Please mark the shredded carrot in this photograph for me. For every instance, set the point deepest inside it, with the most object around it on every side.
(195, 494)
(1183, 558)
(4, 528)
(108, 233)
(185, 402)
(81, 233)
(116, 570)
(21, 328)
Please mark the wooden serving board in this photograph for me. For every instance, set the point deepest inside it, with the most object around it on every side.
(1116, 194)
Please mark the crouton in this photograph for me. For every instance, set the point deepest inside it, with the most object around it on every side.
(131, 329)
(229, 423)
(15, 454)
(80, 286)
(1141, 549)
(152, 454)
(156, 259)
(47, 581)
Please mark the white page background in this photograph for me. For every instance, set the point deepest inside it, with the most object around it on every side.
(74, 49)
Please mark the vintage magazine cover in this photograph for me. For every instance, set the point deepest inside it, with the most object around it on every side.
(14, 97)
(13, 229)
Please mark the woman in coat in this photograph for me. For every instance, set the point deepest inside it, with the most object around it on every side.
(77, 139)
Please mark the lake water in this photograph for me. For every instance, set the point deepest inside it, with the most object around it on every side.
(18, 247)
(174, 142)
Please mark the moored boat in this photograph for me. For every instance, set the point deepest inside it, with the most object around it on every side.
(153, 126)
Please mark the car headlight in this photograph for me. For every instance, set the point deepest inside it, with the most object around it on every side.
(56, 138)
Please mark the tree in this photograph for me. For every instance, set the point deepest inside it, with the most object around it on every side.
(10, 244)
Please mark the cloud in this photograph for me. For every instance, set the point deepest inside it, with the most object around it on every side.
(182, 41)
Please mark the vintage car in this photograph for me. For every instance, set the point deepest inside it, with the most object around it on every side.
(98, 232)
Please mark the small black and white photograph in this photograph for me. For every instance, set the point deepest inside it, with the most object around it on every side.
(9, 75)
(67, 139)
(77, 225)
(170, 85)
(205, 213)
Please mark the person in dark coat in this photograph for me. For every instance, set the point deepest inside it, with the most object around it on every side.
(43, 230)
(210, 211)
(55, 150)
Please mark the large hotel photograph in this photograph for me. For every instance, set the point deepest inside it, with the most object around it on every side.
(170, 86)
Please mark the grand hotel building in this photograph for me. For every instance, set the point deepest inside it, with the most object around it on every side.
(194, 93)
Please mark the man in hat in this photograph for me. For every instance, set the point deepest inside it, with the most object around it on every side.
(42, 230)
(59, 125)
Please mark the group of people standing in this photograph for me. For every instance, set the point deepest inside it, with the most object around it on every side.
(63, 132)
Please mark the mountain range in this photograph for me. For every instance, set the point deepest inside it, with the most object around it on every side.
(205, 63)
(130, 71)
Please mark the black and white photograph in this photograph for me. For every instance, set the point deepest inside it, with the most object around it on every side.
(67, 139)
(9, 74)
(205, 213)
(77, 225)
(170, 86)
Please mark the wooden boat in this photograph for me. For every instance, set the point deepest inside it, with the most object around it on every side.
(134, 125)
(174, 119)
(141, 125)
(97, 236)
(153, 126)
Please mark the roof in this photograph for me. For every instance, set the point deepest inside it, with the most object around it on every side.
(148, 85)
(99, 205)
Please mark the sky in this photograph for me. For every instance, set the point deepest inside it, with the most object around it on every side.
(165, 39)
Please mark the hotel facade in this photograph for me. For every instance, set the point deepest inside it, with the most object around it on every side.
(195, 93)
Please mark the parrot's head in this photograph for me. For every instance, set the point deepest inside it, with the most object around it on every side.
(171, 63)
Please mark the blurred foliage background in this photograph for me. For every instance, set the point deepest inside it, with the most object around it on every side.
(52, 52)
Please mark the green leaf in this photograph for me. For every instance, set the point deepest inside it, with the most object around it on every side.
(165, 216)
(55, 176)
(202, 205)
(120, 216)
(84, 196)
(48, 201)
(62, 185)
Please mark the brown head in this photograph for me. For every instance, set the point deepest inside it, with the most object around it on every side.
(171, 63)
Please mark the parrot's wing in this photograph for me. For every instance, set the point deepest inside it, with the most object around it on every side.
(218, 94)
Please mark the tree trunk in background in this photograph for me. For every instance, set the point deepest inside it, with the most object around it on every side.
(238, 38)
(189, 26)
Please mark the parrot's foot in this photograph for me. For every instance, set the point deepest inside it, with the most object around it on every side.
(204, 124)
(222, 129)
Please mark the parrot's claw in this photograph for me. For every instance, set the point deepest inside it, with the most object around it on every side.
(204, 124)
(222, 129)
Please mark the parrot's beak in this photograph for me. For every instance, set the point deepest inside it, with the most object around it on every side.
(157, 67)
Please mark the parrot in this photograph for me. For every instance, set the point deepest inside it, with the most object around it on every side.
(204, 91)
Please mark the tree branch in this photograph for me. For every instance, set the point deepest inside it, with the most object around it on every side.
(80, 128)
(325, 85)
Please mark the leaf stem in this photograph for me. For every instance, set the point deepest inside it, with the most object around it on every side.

#####

Problem description – Print all the data exactly as shown above.

Result for this task –
Please mark the shredded carrot in this photograph for me. For every instance, set the point deepest inside it, with the most object around it on every side.
(195, 494)
(1183, 558)
(4, 528)
(108, 233)
(185, 402)
(81, 233)
(116, 570)
(21, 328)
Please mark the wooden serving board in this photograph for me. For every instance, set the point deepest inside it, with the most object around it on every side.
(1116, 194)
Please mark the crouton in this photograph for me. For every instance, set the point deepest inside it, with the most object around it on every side.
(131, 329)
(229, 423)
(15, 454)
(80, 286)
(1141, 549)
(152, 454)
(156, 259)
(47, 581)
Please mark the white page background in this photograph for me. For every instance, set the point deepest inside it, with the most object around it on every side.
(74, 49)
Please mark the vintage magazine cover in this photograph for me. For every instance, set the point deepest inside it, with the most object around it on every side.
(14, 97)
(13, 229)
Please mark the woman in coat in this photograph for me. For every instance, set the point deepest inside it, with the most object around it on every side.
(77, 139)
Please mark the lake water in this photograph for me. For every instance, set the point deepest inside it, with the most object around it on every side.
(18, 247)
(174, 142)
Please mark the moored boat in this photograph for me. For every instance, set the point deepest inside it, with the most object around it on every side.
(153, 126)
Please mark the car headlight in this photograph for me. For every instance, set the point deepest inside it, with the most object around it on every side.
(56, 138)
Please mark the tree in this photograph for me. For every instance, set the point deepest inside it, with the most object around it on every side.
(10, 244)
Please mark the cloud in this photograph for me. For every instance, set the point deepest inside it, with the most object around it on every side.
(182, 41)
Please mark the vintage car in this photograph for me. For every instance, set the point deepest inside it, with the most object around it on every side.
(98, 232)
Please mark the small black and white photograph in this photograph for me. For every instance, set the point deepest inside it, with the most object around it on every side.
(9, 75)
(67, 139)
(77, 225)
(170, 85)
(205, 213)
Please mark the person in dark coat in this photograph for me. For every instance, set the point deepest inside it, with the most object around it on every side.
(43, 230)
(210, 211)
(55, 150)
Please mark the large hotel photograph in this photograph for me. For every instance, set the point deepest inside it, with the most object around it on every side.
(170, 86)
Please mark the grand hotel building in this photograph for me. For every instance, set the point deepest inside it, with the most object around it on every side.
(194, 93)
Please mark the man in hat in this photograph for me. For every instance, set the point deepest inside it, with the most object around it on every side.
(42, 230)
(59, 125)
Please mark the group of people standing in this photograph for me. For every instance, set the point deepest inside it, with the most object around it on every side.
(63, 132)
Please mark the mountain range in this photograph for me. For every instance, set the point deepest inside it, with the most object around it on every side.
(205, 63)
(130, 71)
Please mark the black and white photograph in this photograph for me. For every instance, set the point deepest inside it, with the most object around it on every side.
(67, 139)
(9, 74)
(205, 213)
(77, 225)
(170, 86)
Please mark the wooden boat in this photograph for me. For every instance, set the point deepest inside it, with the most object around it on every side.
(134, 125)
(174, 119)
(141, 125)
(97, 236)
(153, 126)
Please mark the roof in this photograph for me. For every instance, set the point deepest inside it, with the most object around it on every side.
(148, 85)
(99, 205)
Please mark the sky in this photograph for me. For every instance, set the point deepest inside it, with the most object around it on every side.
(165, 39)
Please mark the hotel facade in this photograph for me. For every instance, set the point deepest inside it, with the most object around it on every side.
(195, 93)
Please mark the parrot's head in this photograph for me. For every instance, set the point deepest inside it, with the most object around it on every side.
(171, 63)
Please mark the blurred foliage background in this photograph for me. For every instance, set the point deepest inside it, with the most object around it on every side.
(52, 52)
Please mark the green leaf in this photograph for me. For every instance, set the point deepest inside it, with the most object around it on every side.
(165, 216)
(55, 176)
(202, 205)
(120, 216)
(84, 196)
(48, 201)
(62, 185)
Please mark the brown head in this photograph for me. For every instance, set the point deepest inside it, with the most object around it on every side.
(171, 63)
Please mark the parrot's wing in this photograph for me. For every instance, set the point deepest inside it, with the most object around it on every side.
(218, 94)
Please mark the tree trunk in background in this photograph for me. For every instance, set the point deepest inside it, with the most object around it on every side.
(238, 38)
(189, 26)
Please mark the parrot's foot in this photograph for me. For every instance, set the point deepest inside it, with the most object around it on every side.
(204, 124)
(222, 129)
Please mark the parrot's claw in this photograph for me. For every instance, set the point deepest inside it, with the most object around it on every side.
(204, 124)
(222, 129)
Please mark the parrot's beak in this photograph for me. For every instance, set the point deepest inside it, with the most object around it on every side.
(157, 67)
Please mark the parrot in this photograph for me. For every instance, set the point deepest inside it, with the most object around it on every side.
(204, 91)
Please mark the tree branch in this photograph for me. For every instance, set the point deepest inside it, with the most object around it on every side.
(80, 128)
(325, 85)
Please mark the leaf stem in this photograph for me. For every instance, set the point deepest inside it, with the most object around it on every side.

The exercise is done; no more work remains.